(Data records)
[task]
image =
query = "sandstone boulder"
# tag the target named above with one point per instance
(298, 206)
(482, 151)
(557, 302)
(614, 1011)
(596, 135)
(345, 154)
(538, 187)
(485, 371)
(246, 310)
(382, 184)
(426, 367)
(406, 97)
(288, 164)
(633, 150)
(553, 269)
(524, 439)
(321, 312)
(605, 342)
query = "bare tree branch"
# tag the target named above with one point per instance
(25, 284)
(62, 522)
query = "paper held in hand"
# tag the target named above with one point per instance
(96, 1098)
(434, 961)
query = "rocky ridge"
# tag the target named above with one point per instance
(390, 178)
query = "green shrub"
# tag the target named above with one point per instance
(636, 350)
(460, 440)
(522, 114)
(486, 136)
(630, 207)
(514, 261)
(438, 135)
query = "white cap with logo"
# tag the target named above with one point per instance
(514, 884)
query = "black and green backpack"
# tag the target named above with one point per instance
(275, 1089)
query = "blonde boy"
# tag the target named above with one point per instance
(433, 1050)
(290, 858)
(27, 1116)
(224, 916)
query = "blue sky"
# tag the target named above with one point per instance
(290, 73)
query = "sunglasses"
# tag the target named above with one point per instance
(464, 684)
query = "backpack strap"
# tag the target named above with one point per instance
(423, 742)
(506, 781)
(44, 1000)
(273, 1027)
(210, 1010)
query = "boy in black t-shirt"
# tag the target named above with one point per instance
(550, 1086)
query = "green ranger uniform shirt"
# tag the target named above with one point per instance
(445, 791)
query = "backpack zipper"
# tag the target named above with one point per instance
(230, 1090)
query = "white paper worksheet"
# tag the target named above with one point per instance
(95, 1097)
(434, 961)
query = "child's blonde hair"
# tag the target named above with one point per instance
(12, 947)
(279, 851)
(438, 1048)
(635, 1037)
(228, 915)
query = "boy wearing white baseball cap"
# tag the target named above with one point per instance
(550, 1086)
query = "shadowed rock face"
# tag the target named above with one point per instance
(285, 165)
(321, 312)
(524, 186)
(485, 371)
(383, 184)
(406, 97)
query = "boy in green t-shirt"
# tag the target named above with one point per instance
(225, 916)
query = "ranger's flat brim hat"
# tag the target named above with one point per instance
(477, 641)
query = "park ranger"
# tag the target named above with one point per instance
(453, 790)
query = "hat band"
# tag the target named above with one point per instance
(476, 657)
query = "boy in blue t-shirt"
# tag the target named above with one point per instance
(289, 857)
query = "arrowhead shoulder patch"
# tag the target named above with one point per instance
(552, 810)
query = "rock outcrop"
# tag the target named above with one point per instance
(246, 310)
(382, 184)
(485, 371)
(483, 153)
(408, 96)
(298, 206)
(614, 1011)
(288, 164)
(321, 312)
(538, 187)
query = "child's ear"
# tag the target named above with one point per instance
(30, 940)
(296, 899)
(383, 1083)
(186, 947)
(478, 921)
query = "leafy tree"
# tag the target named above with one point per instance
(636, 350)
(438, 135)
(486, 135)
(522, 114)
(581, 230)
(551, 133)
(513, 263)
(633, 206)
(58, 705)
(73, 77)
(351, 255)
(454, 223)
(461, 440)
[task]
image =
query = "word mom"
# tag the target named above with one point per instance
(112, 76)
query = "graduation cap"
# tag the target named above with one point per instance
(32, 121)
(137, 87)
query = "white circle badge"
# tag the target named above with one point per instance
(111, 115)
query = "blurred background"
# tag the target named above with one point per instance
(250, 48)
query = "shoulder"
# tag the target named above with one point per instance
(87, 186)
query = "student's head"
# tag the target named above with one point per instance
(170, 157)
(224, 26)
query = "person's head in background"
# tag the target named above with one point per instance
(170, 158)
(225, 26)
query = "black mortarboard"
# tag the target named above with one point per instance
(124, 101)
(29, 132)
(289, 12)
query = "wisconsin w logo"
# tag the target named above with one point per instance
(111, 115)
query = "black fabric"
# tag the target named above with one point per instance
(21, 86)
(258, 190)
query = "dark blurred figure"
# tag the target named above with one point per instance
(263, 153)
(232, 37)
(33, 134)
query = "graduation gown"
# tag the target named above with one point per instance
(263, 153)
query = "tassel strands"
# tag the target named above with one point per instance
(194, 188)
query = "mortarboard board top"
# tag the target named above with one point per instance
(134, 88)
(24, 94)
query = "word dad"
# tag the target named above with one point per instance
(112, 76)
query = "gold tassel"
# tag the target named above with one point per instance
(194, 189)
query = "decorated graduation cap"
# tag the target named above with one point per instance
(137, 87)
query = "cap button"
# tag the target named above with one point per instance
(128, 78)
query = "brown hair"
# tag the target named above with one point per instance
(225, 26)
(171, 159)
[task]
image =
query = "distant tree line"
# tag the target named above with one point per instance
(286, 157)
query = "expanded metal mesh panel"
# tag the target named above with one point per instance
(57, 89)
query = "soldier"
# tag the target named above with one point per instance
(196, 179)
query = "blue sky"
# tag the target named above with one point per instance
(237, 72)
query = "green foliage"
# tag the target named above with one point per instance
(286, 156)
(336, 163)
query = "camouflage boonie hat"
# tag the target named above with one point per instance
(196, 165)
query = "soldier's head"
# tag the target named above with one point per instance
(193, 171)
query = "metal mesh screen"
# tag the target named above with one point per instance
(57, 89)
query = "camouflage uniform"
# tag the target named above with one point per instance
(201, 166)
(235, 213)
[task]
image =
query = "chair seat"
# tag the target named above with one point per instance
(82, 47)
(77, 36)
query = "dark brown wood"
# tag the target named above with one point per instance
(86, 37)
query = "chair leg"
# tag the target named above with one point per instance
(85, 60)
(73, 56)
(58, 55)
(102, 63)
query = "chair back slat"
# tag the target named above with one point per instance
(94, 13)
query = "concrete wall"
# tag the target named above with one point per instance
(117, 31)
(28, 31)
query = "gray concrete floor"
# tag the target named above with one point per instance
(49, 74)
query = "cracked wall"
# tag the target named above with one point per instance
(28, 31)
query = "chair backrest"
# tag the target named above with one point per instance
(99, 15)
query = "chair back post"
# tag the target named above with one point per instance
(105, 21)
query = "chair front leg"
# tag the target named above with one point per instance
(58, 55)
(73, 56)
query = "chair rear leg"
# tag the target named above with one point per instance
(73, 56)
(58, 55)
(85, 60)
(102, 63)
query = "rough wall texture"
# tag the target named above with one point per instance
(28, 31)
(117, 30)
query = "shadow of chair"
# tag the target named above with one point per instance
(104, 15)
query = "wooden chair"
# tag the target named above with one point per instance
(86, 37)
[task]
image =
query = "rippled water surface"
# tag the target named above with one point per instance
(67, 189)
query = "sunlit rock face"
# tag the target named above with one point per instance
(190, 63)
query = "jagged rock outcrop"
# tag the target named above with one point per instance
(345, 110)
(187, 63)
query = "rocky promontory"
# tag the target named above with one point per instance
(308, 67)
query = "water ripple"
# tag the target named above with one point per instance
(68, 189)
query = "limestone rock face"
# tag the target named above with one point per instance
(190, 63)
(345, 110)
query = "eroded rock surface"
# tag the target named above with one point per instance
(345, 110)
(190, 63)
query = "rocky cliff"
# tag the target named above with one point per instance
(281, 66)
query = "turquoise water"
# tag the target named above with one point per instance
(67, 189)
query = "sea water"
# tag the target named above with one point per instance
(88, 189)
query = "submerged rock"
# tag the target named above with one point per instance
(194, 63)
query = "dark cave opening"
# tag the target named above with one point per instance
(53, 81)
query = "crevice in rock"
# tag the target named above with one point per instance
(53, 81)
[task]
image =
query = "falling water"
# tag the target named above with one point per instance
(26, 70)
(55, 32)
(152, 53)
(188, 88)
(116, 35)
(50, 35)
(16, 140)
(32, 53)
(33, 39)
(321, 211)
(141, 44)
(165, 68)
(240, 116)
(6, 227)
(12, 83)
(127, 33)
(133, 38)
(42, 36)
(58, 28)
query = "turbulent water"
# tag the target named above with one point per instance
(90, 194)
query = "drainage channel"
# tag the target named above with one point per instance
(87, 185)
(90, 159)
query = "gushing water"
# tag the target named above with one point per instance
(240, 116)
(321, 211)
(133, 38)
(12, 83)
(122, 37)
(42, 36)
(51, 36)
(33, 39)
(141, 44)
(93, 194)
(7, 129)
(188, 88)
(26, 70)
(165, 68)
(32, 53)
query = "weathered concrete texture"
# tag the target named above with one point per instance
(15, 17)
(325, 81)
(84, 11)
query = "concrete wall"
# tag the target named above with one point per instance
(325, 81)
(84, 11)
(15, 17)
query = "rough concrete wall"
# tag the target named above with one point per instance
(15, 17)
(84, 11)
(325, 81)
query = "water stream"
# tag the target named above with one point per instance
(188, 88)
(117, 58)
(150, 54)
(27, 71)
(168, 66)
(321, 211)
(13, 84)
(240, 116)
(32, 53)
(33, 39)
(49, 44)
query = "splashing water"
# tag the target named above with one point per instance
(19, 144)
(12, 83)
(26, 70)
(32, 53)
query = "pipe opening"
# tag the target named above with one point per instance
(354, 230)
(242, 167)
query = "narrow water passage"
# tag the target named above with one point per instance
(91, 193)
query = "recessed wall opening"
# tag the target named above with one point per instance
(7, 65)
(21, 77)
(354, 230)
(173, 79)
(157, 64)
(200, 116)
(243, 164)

#### Task requirements:
Reproduce the records verbatim, from the first line through the line containing "(230, 1090)", both lines included.

#### Task answer:
[task]
image =
query = "sandstone boulder"
# tag the target named above with one point per instance
(298, 206)
(482, 151)
(557, 302)
(614, 1011)
(596, 135)
(345, 154)
(538, 187)
(485, 371)
(246, 310)
(382, 184)
(426, 367)
(406, 97)
(288, 164)
(633, 150)
(553, 269)
(524, 439)
(321, 312)
(605, 342)
query = "bare tree branch"
# tag the target named above with one point per instance
(25, 284)
(62, 522)
query = "paper held in hand"
# tag the target named above with one point per instance
(96, 1098)
(434, 961)
query = "rocky ridge"
# tag the target named above with one point per instance
(390, 178)
query = "green shrub"
# tag the target named above with one point per instance
(636, 350)
(460, 440)
(522, 114)
(486, 136)
(630, 207)
(514, 261)
(438, 135)
query = "white cap with logo"
# tag the target named above with one point per instance
(514, 884)
query = "black and green backpack"
# tag the target named above with one point per instance
(275, 1089)
query = "blonde boy"
# tag the target named above with one point per instance
(433, 1050)
(290, 858)
(27, 1116)
(224, 916)
query = "blue sky"
# tag the target named above with one point per instance
(290, 73)
query = "sunglasses"
# tag the target named above with one point per instance
(464, 684)
query = "backpack strap"
# tag the target named above with one point per instance
(423, 742)
(506, 781)
(44, 1000)
(273, 1027)
(210, 1010)
query = "boy in black t-shirt"
# tag the target named above with one point per instance
(550, 1086)
query = "green ranger uniform shirt"
# tag the target named above with one point per instance
(445, 791)
query = "backpack zipper"
# tag the target named above with one point per instance
(230, 1090)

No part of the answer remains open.